### Requirement
The required output is the exact sequence of lines from the line holding "Please tag the helicopter" to the end of the records, inclusive.

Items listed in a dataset
* Begin *
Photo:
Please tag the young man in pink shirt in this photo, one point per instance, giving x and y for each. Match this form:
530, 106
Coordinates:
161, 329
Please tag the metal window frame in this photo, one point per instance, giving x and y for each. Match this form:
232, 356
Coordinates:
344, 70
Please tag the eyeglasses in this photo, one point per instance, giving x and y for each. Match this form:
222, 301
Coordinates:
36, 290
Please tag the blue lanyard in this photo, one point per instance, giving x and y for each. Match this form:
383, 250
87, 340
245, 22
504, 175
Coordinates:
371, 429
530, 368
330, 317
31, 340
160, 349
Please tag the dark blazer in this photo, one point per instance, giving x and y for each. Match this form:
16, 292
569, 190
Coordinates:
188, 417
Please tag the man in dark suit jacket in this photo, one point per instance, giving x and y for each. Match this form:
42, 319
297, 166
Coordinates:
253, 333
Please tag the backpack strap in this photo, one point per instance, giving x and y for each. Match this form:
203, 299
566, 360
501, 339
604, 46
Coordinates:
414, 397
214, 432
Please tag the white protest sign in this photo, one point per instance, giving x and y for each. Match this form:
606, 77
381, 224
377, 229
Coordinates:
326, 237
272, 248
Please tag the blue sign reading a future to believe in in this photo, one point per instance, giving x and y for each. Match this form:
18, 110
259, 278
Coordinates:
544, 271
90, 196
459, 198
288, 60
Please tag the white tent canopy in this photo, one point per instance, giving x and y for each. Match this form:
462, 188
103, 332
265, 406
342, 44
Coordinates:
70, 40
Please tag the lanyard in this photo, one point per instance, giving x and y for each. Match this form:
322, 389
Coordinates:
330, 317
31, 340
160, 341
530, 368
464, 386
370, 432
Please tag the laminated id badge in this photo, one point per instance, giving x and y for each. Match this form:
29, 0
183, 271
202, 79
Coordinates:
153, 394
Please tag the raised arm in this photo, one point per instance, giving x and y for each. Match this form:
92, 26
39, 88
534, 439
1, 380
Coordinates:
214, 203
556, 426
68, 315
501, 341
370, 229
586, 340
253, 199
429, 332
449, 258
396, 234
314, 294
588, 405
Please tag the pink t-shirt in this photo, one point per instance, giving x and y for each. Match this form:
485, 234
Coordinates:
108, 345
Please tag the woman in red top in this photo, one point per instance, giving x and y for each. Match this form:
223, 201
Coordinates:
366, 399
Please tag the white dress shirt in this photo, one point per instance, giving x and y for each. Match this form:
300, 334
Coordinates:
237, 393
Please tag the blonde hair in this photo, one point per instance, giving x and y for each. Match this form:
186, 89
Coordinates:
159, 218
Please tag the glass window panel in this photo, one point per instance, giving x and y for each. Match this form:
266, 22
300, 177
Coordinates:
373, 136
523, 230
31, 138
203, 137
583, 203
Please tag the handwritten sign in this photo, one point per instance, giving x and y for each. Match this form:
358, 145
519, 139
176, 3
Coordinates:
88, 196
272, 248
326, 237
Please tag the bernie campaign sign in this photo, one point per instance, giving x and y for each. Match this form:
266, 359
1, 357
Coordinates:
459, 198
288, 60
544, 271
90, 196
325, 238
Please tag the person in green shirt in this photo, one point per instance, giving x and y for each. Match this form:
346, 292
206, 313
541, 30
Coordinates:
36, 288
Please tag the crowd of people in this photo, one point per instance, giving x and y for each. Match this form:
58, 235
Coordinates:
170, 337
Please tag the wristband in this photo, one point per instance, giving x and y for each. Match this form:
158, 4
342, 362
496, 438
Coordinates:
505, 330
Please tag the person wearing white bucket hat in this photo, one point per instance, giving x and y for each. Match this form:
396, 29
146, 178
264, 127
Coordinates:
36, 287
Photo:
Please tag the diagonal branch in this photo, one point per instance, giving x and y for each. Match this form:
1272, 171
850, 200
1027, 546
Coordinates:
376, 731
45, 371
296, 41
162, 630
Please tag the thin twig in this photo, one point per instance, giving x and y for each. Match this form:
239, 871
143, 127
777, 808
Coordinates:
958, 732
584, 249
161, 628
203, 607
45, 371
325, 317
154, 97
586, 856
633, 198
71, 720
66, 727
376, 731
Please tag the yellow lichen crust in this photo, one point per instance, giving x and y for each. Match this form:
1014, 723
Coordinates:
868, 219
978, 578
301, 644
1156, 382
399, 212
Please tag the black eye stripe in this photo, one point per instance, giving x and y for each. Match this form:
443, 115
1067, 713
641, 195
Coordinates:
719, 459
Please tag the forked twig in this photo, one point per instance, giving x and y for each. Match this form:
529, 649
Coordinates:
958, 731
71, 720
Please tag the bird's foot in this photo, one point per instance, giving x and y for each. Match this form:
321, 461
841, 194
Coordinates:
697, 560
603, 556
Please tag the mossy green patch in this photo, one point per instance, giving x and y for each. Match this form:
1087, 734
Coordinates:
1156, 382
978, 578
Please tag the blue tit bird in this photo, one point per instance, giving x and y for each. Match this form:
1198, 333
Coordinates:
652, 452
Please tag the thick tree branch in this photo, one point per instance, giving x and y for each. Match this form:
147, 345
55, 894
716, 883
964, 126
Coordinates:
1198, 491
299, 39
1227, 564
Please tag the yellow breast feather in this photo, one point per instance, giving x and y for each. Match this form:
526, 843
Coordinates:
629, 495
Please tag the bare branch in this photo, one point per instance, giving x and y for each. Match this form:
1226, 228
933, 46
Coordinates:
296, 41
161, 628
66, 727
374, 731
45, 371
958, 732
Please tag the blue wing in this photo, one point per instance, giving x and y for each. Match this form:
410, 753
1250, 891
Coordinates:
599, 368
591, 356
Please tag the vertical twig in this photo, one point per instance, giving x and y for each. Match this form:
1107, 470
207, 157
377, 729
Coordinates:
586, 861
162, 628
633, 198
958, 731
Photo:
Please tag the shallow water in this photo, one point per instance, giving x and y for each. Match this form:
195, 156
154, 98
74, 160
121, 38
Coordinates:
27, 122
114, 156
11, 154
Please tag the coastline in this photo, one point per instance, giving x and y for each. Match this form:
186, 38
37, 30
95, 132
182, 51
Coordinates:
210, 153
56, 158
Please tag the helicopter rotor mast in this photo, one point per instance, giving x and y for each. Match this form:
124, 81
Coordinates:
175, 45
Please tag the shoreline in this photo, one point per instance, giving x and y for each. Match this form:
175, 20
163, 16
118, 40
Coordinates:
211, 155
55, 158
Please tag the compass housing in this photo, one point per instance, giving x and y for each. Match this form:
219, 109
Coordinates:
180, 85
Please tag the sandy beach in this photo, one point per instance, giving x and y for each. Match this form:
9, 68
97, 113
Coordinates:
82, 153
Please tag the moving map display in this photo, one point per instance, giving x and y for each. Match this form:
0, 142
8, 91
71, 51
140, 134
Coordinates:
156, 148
* End *
### Written response
Please tag the helicopter rotor mast in this photo, one point per instance, giving x and y for each. Match this form:
124, 81
Coordinates:
175, 45
Please tag the shoreline in this photo, one point per instance, giving x and y for each. Match this form:
175, 20
163, 16
118, 40
Coordinates:
211, 155
55, 158
Please tag the compass housing in this photo, one point per instance, giving x and y for each. Match this form:
219, 109
Coordinates:
180, 85
Please tag the sandy beach in this photo, one point per instance, giving x and y for each. Match this form:
9, 68
97, 113
Coordinates:
82, 153
Please tag the moving map display in this photo, one point per instance, giving x and y for each. Match this form:
0, 142
8, 91
71, 51
140, 134
Coordinates:
156, 148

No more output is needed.